─── Data extract

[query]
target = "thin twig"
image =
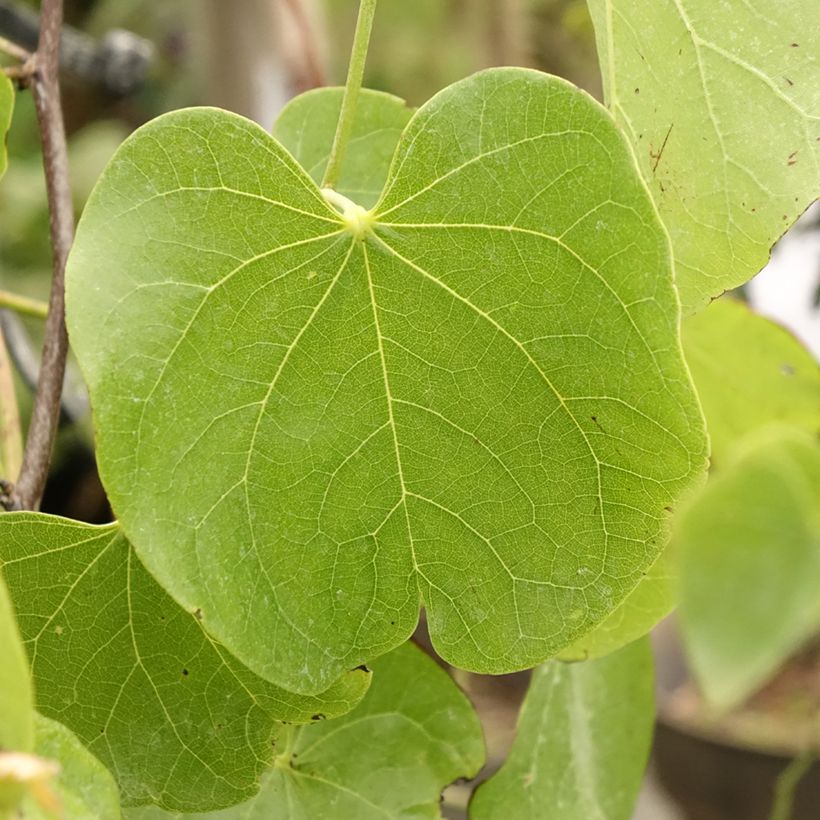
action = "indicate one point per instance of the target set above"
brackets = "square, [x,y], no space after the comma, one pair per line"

──────
─── Data extract

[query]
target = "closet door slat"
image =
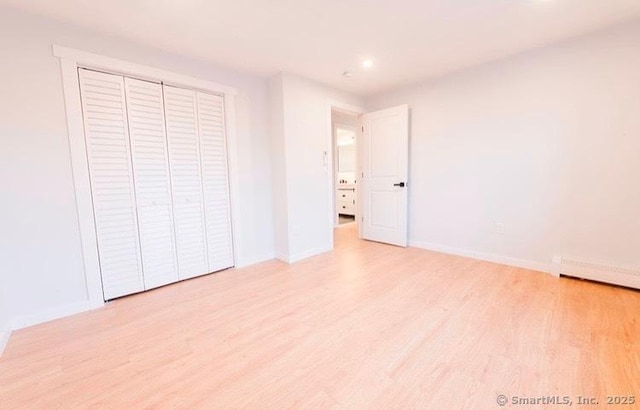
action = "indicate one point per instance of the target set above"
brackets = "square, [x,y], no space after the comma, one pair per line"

──────
─── Data extract

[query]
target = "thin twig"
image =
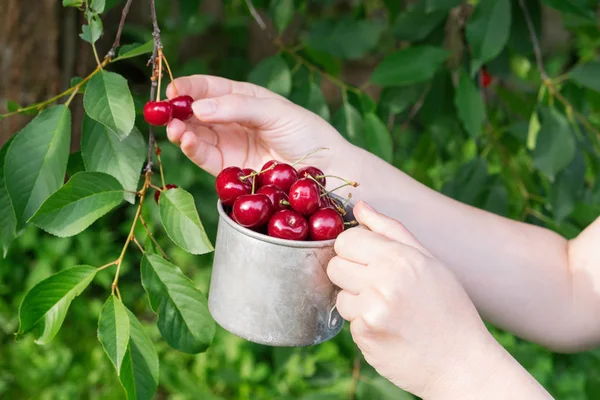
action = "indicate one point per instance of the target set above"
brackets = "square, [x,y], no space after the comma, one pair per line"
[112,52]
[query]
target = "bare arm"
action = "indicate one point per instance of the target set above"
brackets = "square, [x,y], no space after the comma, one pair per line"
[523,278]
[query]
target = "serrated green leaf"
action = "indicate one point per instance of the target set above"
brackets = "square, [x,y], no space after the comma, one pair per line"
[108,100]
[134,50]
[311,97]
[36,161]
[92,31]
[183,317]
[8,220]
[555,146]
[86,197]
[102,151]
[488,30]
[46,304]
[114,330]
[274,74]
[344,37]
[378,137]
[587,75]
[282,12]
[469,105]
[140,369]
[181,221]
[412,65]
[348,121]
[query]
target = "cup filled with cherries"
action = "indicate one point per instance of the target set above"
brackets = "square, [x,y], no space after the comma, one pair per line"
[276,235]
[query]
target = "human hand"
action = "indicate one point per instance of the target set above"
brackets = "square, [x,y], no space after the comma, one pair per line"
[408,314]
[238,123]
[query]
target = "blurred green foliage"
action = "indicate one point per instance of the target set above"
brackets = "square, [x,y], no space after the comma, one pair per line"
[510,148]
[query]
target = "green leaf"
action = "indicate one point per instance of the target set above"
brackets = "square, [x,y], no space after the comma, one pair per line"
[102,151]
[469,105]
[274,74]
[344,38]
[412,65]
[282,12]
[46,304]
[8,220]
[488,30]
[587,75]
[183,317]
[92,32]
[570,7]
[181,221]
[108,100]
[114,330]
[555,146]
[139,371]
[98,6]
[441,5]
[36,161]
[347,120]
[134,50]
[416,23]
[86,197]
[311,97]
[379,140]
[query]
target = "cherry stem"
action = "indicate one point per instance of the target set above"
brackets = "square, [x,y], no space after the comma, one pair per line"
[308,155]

──────

How many lines of the material above contain the string "leaf"? Give only the number.

Answer to the task
2